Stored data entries
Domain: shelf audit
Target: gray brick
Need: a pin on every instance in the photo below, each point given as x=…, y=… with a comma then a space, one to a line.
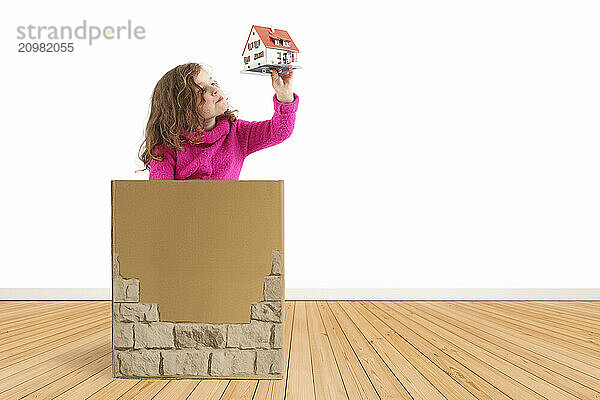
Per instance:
x=153, y=335
x=268, y=362
x=195, y=335
x=139, y=362
x=255, y=335
x=122, y=334
x=138, y=312
x=266, y=311
x=276, y=262
x=277, y=336
x=272, y=288
x=232, y=362
x=126, y=290
x=185, y=362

> [What the task asks] Copy exactly the lines from the top of the entries through the line with "Need: a pin" in it, please, keeping both ends and adding nothing.

> [Task result]
Domain: shelf audit
Target: gray brick
Need: a pin on every instance in the photo below, each point given as x=…, y=… with a comma then a space, one to a line.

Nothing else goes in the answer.